Short task: Please set out the lines below as a numbered list, starting at the line that contains "of the weathered" and ending at the last line of the items, with both ends included and blank lines left out.
╭─ Given records
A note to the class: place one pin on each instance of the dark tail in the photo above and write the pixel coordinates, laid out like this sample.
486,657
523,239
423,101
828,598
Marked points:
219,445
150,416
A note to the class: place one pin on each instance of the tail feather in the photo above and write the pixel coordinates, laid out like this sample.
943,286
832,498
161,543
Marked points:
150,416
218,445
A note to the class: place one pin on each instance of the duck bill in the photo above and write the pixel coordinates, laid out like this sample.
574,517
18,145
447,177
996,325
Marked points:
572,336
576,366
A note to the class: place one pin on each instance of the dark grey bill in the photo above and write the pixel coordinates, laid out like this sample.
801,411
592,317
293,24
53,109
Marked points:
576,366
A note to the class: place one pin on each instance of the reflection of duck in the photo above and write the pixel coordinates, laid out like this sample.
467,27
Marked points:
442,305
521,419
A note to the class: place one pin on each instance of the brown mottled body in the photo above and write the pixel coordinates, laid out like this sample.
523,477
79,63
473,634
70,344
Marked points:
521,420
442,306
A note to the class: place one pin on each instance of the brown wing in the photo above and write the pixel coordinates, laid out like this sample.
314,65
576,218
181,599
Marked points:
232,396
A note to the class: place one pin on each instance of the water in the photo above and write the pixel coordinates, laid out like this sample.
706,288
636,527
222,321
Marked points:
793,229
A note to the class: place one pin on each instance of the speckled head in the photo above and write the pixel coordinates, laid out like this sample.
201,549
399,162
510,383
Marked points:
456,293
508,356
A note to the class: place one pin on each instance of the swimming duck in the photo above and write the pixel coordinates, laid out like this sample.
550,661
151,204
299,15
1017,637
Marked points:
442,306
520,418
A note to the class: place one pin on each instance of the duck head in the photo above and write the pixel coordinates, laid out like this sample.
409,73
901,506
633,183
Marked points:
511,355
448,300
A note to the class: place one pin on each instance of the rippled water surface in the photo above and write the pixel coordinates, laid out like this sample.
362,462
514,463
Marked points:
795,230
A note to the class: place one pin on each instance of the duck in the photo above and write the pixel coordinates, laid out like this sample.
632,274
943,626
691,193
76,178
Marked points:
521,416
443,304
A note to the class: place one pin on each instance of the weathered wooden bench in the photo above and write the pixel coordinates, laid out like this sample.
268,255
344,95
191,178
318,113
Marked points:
╰─
Answer in full:
1. A note to the class: place one pin on each instance of the weathered wooden bench in the photo above and write the pixel coordinates, laid out like this sample.
2. 268,255
3. 344,95
4. 191,178
5. 318,113
6. Marked points:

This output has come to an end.